_EXERCISE REQUIREMENTS_.
Count the lines in the items below that contain the word "temple". Give only the number.

_LISTED RECORDS_.
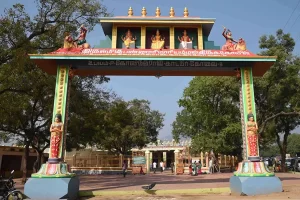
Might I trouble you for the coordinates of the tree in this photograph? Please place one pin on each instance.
(210, 115)
(293, 144)
(28, 116)
(277, 93)
(19, 78)
(127, 125)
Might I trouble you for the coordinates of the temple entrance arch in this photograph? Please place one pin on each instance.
(149, 52)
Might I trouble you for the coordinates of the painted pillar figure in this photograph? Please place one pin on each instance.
(56, 130)
(55, 167)
(59, 110)
(249, 115)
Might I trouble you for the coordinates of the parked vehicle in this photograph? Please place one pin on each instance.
(7, 189)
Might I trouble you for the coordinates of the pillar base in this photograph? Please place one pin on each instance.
(253, 169)
(52, 188)
(251, 186)
(50, 170)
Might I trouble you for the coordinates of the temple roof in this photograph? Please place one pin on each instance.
(207, 23)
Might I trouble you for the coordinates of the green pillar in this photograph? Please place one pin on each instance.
(251, 166)
(55, 167)
(248, 102)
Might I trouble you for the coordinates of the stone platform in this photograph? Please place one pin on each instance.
(52, 188)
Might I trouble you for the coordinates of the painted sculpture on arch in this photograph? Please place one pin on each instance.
(241, 45)
(158, 42)
(81, 41)
(232, 44)
(185, 40)
(128, 40)
(56, 130)
(68, 41)
(252, 135)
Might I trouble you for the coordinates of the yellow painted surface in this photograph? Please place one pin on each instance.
(172, 35)
(200, 38)
(143, 37)
(179, 21)
(114, 37)
(156, 192)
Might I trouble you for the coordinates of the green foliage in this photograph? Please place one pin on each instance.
(127, 125)
(26, 92)
(293, 144)
(277, 92)
(210, 115)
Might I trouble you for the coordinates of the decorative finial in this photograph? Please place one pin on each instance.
(172, 12)
(185, 12)
(144, 12)
(130, 12)
(157, 13)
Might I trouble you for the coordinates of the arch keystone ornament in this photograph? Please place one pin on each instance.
(156, 52)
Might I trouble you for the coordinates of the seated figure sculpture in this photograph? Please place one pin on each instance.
(158, 42)
(185, 41)
(128, 40)
(241, 45)
(68, 41)
(230, 42)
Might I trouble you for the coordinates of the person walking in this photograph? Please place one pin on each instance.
(124, 168)
(210, 165)
(172, 167)
(154, 166)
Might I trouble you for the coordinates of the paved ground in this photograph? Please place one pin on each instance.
(111, 187)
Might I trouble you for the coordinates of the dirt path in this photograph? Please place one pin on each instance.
(290, 192)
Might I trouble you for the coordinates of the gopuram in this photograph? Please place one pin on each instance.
(142, 45)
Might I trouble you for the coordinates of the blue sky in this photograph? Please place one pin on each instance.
(247, 19)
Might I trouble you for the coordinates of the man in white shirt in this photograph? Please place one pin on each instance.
(210, 166)
(154, 165)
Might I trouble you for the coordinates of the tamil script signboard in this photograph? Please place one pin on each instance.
(157, 53)
(155, 63)
(139, 160)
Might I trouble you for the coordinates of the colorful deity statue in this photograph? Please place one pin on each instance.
(157, 12)
(185, 40)
(230, 42)
(56, 130)
(81, 42)
(241, 45)
(172, 12)
(252, 135)
(68, 41)
(128, 39)
(158, 42)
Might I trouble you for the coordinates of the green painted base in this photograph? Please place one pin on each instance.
(48, 170)
(252, 169)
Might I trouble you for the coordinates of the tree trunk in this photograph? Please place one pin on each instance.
(284, 148)
(37, 163)
(25, 159)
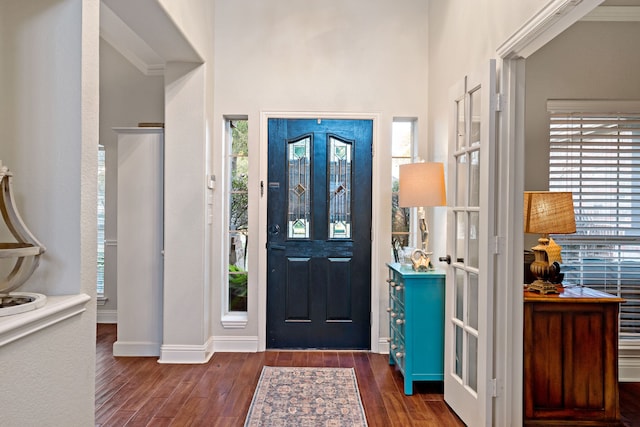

_EXERCISE RESPONSE_.
2